[Consigne A]: D'après l'entretien, de quoi provient à l'origine le nom du groupe Three Trapped Tigers ?
[Consigne B]: Recopiez à l'identique tout le passage de l'entretien allant de « Je trouve vos » jusqu'à « fait partie aussi. ».

[Extrait du texte]:

16 Juin 10 Interview – Three Trapped Tigers, les 3T mais en mieux
Les Three Trapped Tigers (dont le maxi EP2 figure dans le top ten 2009 de bleep.com) assurent la première partie des bruyants Fuck Buttons à Courtrai en Belgique. Un trio ultra-complémentaire qui dégage une énergie assez incroyable sur scène, en dépit d’une timidité évidente. Entre Battles et Pivot, chacun remplit parfaitement son rôle entre guitare, basse, claviers et surtout un batteur qui n’en rate pas une au milieu de ces télescopages de rythmes syncopés, mélodies intenses et violences criardes. Le temps d’essuyer cette claque et on s’en va les choper dehors pour une interview improvisée…
Tout d’abord, pourriez vous nous présenter le groupe? Pourquoi avoir choisi ce nom là?
Matt: C’est parti d’un bouquin que je lisais pendant que j’étais en tournée avec un pote. Je cherchais un nom de groupe depuis tellement longtemps que, quand je suis tombé sur celui là, je me suis dit qu’il était pas mal. Lui a confirmé, je l’ai testé auprès de quelques personnes en faisant croire qu’il s’agissait d’un autre groupe, et personne m’a dit que c’était un nom de merde. Donc c’est resté. Les deux autres ont pensé le contraire pendant à peu près un an, et on est toujours un peu gênés… Enfin, pas exactement gênés, mais on a mis un moment à s’y habituer. On n’osait pas le dire à voix haute (rires).
En tous cas, c’est très difficile à prononcer pour un français comme moi!
A l’origine, ça vient d’un exercice de diction espagnol: tres tristes tigres.
Et comment vous êtes vous rencontrés?
Je jouais à Londres avec un grand cercle de musiciens, dont Adam faisait partie. Plein de musiciens étaient connectés par ce biais, et on n’a pas tardé à rencontrer Tom grâce aux groupes avec qui on jouait à l’époque. Ca fait à peu près huit ans que je connais Adam, et on a vraiment fait énormément de musique ensemble. On a rencontré Tom plus récemment, ça doit faire quatre ans maintenant. Pareil, on avait beaucoup joué ensemble avant que ne se forme Three Trapped Tigers, mais là Tom avait envie de former un vrai groupe. C’est comme ça qu’on est né.
Je trouve vos sons très complexes: on y entend du rock, du jazz, de la musique expérimentale. En fait, de quel milieu musical êtes vous issus?
Adam et moi même avons clairement grandi en jouant du rock. Quand tu apprends à jouer, tu vas du rock au funk, puis tu passes à autre chose qui fait le lien avec le jazz, et enfin à l’électro et tout cet univers là. Ce que je veux dire c’est qu’on est vraiment passés par plein de styles différents. Tom a grandi en jouant beaucoup de musique classique par exemple. En tous cas, on aime tous des choses très variées. Mais pour Three Trapped Tigers, on voulait surtout jouer de la musique électronique en groupe, et en live. Evidemment, le son rock comme l’influence de tout ce qu’on a fait avant en fait partie aussi.

[Extrait de données]:
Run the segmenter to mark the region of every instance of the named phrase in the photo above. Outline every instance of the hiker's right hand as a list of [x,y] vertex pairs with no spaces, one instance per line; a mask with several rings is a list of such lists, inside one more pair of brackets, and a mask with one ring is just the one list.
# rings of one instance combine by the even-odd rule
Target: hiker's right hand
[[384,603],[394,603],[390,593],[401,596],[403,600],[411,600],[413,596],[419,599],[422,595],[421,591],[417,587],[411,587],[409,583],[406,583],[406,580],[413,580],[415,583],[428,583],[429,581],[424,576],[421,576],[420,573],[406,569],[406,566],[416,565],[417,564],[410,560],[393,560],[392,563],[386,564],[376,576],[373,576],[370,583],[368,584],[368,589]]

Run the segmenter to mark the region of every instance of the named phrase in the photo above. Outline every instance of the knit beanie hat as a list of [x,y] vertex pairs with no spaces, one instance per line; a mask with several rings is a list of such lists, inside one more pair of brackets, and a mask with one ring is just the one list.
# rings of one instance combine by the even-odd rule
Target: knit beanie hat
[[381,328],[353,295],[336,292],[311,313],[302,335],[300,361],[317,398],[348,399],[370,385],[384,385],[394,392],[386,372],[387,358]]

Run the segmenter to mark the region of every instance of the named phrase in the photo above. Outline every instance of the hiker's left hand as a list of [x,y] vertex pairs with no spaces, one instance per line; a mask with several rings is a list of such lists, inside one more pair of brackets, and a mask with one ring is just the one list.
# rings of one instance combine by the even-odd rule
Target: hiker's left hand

[Réponse correcte A]: D'un exercice de diction espagnol : « tres tristes tigres ».

[Réponse correcte B]:
Je trouve vos sons très complexes: on y entend du rock, du jazz, de la musique expérimentale. En fait, de quel milieu musical êtes vous issus?
Adam et moi même avons clairement grandi en jouant du rock. Quand tu apprends à jouer, tu vas du rock au funk, puis tu passes à autre chose qui fait le lien avec le jazz, et enfin à l’électro et tout cet univers là. Ce que je veux dire c’est qu’on est vraiment passés par plein de styles différents. Tom a grandi en jouant beaucoup de musique classique par exemple. En tous cas, on aime tous des choses très variées. Mais pour Three Trapped Tigers, on voulait surtout jouer de la musique électronique en groupe, et en live. Evidemment, le son rock comme l’influence de tout ce qu’on a fait avant en fait partie aussi.